[Excerpt]:
>>>>
Introduction to Malware Analysis

In this article, I’m going to go through a detailed review of a typical malware, as an introduction to malware analysis . I will cover techniques such as static and dynamic analysis, reverse engineering & disassembly, and more. For this purpose, I’m going to take a sample provided in the excellent book “Practical Malware Analysis“. I highly recommend to buy a copy of this book as it’s really a must have for any malware analyst. It will really take your hacking skills to the next level

The book proposes a malware library, for learning purposes, that can be downloaded here : https://practicalmalwareanalysis.com/labs/

I have selected the Lab 7-3 for this article, as it’s asking for basic malware analysis techniques, but still provides an already complex piece of malware and a very good learning opportunity

To analyse this malware, you shall install a Virtual Machine (I have installed a copy of Windows 10 Enterprise in Virtual Box) and run it from within your VM. Don’t run it on your normal PC !
<<<<
[Objectives]:
• 1. Copy the malware analysis article again, beginning at the words "I have selected" and stopping after "normal PC !", and swap "Lab 7-3" for "Lab 9-1".
• 2. According to the malware analysis article, which operating system did the writer install in a virtual machine?

[Supplied information]:
>>>>
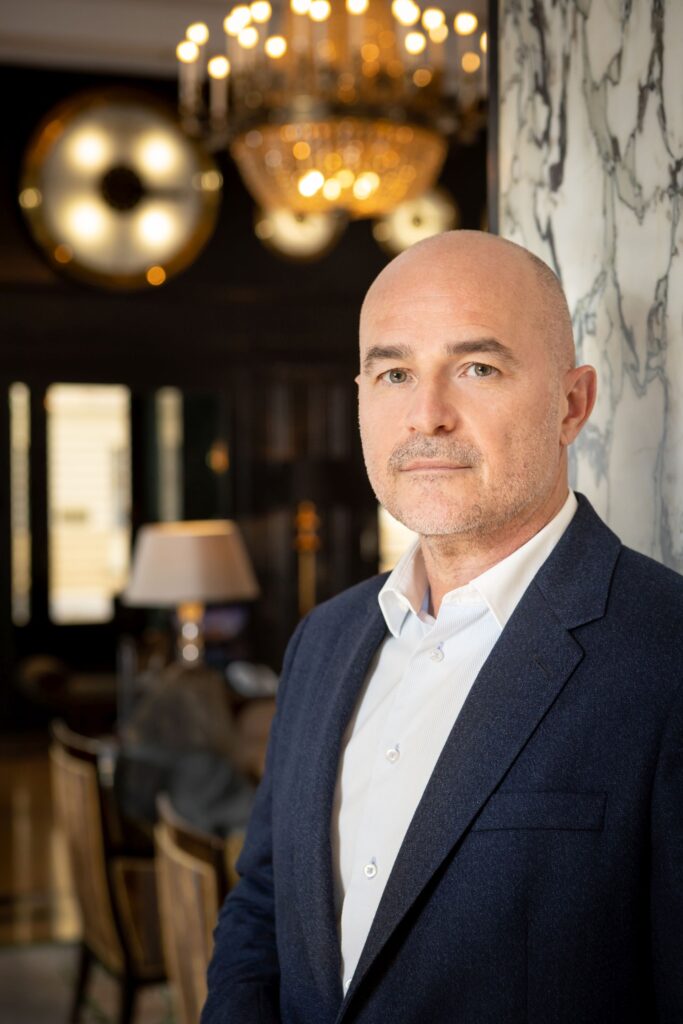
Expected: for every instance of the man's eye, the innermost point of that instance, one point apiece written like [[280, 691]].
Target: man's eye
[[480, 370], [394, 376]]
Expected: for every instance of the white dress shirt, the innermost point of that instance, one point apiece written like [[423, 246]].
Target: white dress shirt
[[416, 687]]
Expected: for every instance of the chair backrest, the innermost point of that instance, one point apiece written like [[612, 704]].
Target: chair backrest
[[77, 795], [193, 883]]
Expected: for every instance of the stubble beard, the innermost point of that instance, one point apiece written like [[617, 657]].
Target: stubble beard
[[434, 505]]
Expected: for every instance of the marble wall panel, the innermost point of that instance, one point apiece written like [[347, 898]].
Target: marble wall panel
<<<<
[Answers to each task]:
• 1.
I have selected the Lab 9-1 for this article, as it’s asking for basic malware analysis techniques, but still provides an already complex piece of malware and a very good learning opportunity

To analyse this malware, you shall install a Virtual Machine (I have installed a copy of Windows 10 Enterprise in Virtual Box) and run it from within your VM. Don’t run it on your normal PC !

• 2. Windows 10 Enterprise, installed in Virtual Box.